[[ Material for the task, beginning ]]

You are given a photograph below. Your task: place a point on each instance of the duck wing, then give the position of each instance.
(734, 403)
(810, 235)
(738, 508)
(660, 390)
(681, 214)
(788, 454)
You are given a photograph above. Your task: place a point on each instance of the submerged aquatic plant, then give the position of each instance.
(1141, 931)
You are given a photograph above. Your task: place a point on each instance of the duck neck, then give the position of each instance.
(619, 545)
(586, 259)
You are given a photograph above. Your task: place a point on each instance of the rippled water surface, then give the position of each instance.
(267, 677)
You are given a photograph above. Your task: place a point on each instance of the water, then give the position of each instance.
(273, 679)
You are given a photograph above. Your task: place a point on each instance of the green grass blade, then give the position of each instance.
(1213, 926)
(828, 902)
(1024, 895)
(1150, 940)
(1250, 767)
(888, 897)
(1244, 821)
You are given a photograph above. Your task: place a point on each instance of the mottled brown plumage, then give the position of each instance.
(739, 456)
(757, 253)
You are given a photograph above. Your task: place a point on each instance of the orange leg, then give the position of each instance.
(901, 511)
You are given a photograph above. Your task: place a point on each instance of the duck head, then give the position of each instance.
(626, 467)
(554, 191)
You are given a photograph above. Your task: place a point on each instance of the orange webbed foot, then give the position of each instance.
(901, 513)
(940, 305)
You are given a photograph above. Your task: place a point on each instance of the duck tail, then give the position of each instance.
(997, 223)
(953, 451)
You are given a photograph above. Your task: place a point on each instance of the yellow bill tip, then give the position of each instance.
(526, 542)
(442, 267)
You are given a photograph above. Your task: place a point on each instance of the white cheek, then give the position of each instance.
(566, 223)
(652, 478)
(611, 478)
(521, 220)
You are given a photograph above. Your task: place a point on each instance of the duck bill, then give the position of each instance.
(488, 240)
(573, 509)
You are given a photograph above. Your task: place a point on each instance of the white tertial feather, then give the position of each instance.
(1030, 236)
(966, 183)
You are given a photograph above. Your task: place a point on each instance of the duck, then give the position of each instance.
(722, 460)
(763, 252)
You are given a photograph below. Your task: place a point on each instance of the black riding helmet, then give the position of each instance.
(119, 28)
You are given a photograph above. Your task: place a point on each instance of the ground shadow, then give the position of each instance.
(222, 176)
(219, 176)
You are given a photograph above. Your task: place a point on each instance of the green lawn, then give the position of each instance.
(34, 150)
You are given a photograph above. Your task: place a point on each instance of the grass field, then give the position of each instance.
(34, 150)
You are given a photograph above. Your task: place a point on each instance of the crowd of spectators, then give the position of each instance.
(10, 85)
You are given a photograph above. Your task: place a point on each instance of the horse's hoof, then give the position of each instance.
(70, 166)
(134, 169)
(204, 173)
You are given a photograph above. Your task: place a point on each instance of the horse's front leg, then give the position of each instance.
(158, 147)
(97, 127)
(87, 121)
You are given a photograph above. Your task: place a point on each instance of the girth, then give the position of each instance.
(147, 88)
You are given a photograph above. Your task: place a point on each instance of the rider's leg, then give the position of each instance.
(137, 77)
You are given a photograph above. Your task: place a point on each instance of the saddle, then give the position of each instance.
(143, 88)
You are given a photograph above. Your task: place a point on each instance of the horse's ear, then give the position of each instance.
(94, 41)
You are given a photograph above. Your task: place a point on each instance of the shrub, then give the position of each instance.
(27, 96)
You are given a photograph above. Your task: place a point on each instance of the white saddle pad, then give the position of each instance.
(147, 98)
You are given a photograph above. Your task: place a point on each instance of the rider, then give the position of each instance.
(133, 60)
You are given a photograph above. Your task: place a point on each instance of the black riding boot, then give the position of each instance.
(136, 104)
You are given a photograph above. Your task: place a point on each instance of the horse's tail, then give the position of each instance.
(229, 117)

[[ Material for the task, end ]]

Using the material above, extract the line that contains "of the rider's" and every line after it, exactly as given; stop at the last line.

_Answer to this task:_
You are given a photograph above. Your task: place a point on each instance of the rider's leg, then give the position of each instance.
(137, 77)
You are given a photograph above. Your task: place a point on each instance of the saddle, then give the position of each instance.
(143, 88)
You are given a photograph above. Your task: place a point on each instance of the horse's ear, then give the position of each instance.
(94, 41)
You are given a photograph above. Your task: place a point on each instance of the shrub, then give the position of each instance.
(27, 96)
You are given a photograph above. Your task: place a point on each instance of the white saddle pad, then give the position of each instance.
(147, 98)
You are given a photograph above. Your task: place a point on each instance of the rider, then give the position of each instance.
(133, 60)
You are given a photograph above. Your task: place a point on each instance of the black riding boot, then give the position of each instance.
(136, 104)
You are given a photograph above. Your task: place a point on each instance of the horse's tail, then give the position of each instance.
(229, 117)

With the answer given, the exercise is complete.